What the exercise asks:
Print the listing below exactly.

Records provided:
_ _ _ _
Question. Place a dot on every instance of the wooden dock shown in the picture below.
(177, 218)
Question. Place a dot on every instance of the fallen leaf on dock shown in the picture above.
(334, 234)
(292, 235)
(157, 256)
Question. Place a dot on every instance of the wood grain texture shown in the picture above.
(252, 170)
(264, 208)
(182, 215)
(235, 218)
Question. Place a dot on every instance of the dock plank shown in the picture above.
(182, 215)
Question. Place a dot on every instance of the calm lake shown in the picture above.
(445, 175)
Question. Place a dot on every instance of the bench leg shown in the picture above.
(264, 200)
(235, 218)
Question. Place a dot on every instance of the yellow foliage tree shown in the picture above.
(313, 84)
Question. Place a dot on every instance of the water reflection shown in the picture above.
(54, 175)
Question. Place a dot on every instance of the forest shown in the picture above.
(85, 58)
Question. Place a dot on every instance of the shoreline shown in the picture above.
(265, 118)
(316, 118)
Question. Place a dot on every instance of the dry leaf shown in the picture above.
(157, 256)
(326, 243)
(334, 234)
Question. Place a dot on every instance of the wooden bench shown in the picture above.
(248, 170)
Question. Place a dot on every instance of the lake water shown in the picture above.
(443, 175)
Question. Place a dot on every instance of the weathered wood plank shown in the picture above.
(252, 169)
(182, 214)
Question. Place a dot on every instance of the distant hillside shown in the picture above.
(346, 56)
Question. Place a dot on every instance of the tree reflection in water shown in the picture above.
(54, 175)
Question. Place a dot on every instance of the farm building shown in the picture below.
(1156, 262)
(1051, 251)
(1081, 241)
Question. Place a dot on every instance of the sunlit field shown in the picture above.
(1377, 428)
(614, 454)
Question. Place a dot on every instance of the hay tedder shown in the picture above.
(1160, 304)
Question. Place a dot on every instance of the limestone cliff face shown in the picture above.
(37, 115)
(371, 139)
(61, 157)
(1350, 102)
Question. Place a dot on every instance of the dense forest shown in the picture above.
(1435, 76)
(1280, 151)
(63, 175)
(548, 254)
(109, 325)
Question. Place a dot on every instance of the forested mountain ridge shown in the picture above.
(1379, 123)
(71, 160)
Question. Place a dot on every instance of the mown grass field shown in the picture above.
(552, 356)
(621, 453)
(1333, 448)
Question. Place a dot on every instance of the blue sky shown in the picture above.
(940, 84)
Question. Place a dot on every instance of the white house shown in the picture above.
_ _ _ _
Task response:
Question. Place a dot on every instance of the wooden dock shown in the picture below.
(177, 218)
Question. Place a dot on every instance of the fallen leaf on dock shown in the picture above.
(334, 234)
(292, 235)
(157, 256)
Question. Place a dot on every instance of the wood grain texture shown in the picture above.
(252, 170)
(264, 208)
(182, 215)
(235, 218)
Question. Place a dot on every instance of the dock plank shown in the picture above.
(182, 215)
Question. Place a dot on every instance of the calm lake shown in the picture above.
(445, 175)
Question. Place a dot on every instance of the bench leg shown in the picture above.
(264, 200)
(235, 218)
Question. Place a dot on every instance of the yellow foliage tree shown in the picture above.
(313, 84)
Question. Place a dot on every instance of the water reflection shown in the picture above.
(54, 175)
Question. Place a dot on every instance of the forest shown in the picture above.
(85, 58)
Question. Place a dot on every instance of the shoreline shown in the picture above.
(265, 118)
(316, 118)
Question. Place a dot on every instance of the dry leaf shown in the picture above.
(157, 256)
(326, 243)
(334, 234)
Question. Place a dot on every instance of the wooden bench shown in the picture above.
(248, 170)
Question. Place a dot on every instance of the lake water shown in the picture above.
(443, 175)
Question. Place a dot on every instance of the weathered wood plank shown in the picture above.
(252, 169)
(182, 214)
Question. Place a dot on every instance of the distant hillside shown in the picture above.
(346, 56)
Question. Place a dot on every instance of the tree reflection in water shown in the picture above.
(54, 175)
Question. Place a dot on every instance of the farm building shown in the picture below.
(1156, 262)
(1051, 251)
(1081, 241)
Question. Place a dot on every instance of the sunlit field shown in the picture above.
(1377, 428)
(614, 454)
Question. Place a dot on every instance of the hay tedder shown in the picture above.
(1160, 304)
Question. Place a dot on every instance of the limestone cliff face shown in the picture above.
(37, 115)
(371, 139)
(61, 157)
(1350, 102)
Question. Place a dot on every instance of the dense forest shown in the picture above.
(1435, 76)
(1280, 151)
(63, 175)
(548, 254)
(109, 325)
Question. Place a dot on every instance of the forested mountain ridge shown in the picture above.
(1379, 123)
(71, 160)
Question. Place a dot on every instance of the mown grass field shown in the picture above.
(552, 356)
(621, 453)
(1333, 448)
Question. Place a dot on every instance of the blue sky shown in the picture above.
(940, 84)
Question. Place a dot on every instance of the white house shown in the picture above.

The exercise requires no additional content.